## GIVEN INSTRUCTION A
Arrange everything in the records from the line containing "In this exercise you will locate the overcast" down to the final line of the records as a Markdown table with the columns No. and Line, giving each line a row number and omitting blank lines.

## PAGE EXTRACT
************

(Closed) Rehearsal Dinner Out of Control! Help!

posted 11 years ago in Parties
Post # 3
Member
38 posts
Newbee
  • Wedding: May 2007 - Wynbrick Center - a historic mansion in my hometown.

Rehearsal Dinner ‘rules’ are pretty flexible today…it’s all based on who’s paying, how much they can afford, etc.

 If you’re searching for a type of Rehearsal Dinner that can accommodate all your Out of Town friends, there are lots of options that you might not’ve considered already…you don’t necessarily have to have the standard sit-down dinner in a fancy restaurant, y’know!  To host a Rehearsal Dinner with space for everybody and a more bearable price, you could have burgers in the park, a potluck (food provided by you and your family who are in town–you wouldn’t want to ask the OOTers to bring food!), or even a really fun and unusual location like a bowling alley or an amusement park.  Depeding on your wedding venue, they might even let you stay at the venue after your rehearsal, and have the dinner there.  (since I don’t know the specifics of your situation, I don’t know if these are viable options or not)

 But if you’re looking for ways to cut down your list (so you *can* have that fancy sit-down dinner), you can reduce your list to family + a few close friends (since there’s no wedding party to include).  You’re not at all obliated to invite all the OOTers (though it can be a nice gesture!), thouh a considerate thing to do for the uninvited OOTers would be providing a list of good local restaurants close to their hotel.

 HTH! 🙂

Post # 4
Member
1718 posts
Bumble bee
  • Wedding: June 2008 - Winery in the Gold Country

My Rehearsal Dinner will be 50-60 people as well (and my wedding is only 120!) because we want to host all out of town guests.  The food costs will be as much as our wedding food costs, but we dont care.  We hate to think that people have spent $500 for plane tix, $300 for hotels, car rentals, etc, and we cant do so much as feed them the night before the wedding.

If costs are an issue to you, host a barbecue or backyard affair.  RDs dont have to be fancy.  But I always like to keep in perspective the fact that these people traveled SO far to be with you on your day, so the $60 a head (or whatever you plan on spending) may be well worth it.

************

## TASK DATA
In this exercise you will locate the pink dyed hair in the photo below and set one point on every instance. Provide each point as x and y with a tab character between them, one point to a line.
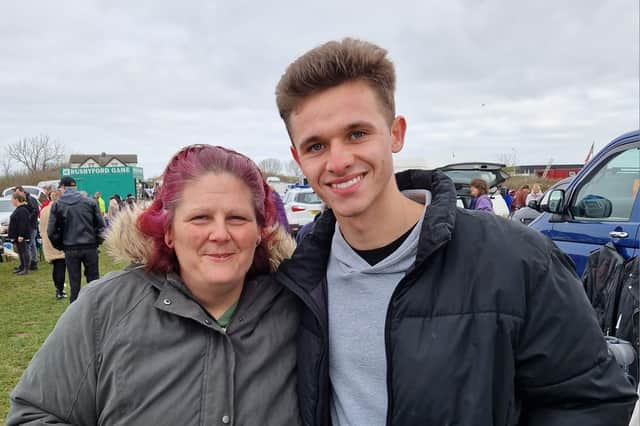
189	164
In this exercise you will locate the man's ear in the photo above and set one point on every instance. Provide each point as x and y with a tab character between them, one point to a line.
294	154
398	130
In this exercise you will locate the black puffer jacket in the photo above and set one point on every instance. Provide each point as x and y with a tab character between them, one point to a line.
20	223
489	327
77	219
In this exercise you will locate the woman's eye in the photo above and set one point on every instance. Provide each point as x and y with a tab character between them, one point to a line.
237	219
357	134
315	147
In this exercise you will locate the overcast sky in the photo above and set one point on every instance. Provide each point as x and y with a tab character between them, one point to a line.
477	79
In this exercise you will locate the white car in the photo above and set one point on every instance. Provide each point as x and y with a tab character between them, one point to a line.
463	173
6	208
301	205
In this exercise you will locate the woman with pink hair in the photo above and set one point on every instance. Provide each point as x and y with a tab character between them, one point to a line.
195	330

************

## GIVEN INSTRUCTION B
Reproduce verbatim the passage of the rehearsal dinner forum thread from "(Closed) Rehearsal Dinner" down to "can afford, etc.".

## WRITTEN ANSWER A
| No. | Line |
|---|---|
| 1 | In this exercise you will locate the overcast sky in the photo above and set one point on every instance. Provide each point as x and y with a tab character between them, one point to a line. |
| 2 | 477	79 |
| 3 | In this exercise you will locate the white car in the photo above and set one point on every instance. Provide each point as x and y with a tab character between them, one point to a line. |
| 4 | 463	173 |
| 5 | 6	208 |
| 6 | 301	205 |
| 7 | In this exercise you will locate the woman with pink hair in the photo above and set one point on every instance. Provide each point as x and y with a tab character between them, one point to a line. |
| 8 | 195	330 |

## WRITTEN ANSWER B
(Closed) Rehearsal Dinner Out of Control! Help!

posted 11 years ago in Parties
Post # 3
Member
38 posts
Newbee
  • Wedding: May 2007 - Wynbrick Center - a historic mansion in my hometown.

Rehearsal Dinner ‘rules’ are pretty flexible today…it’s all based on who’s paying, how much they can afford, etc.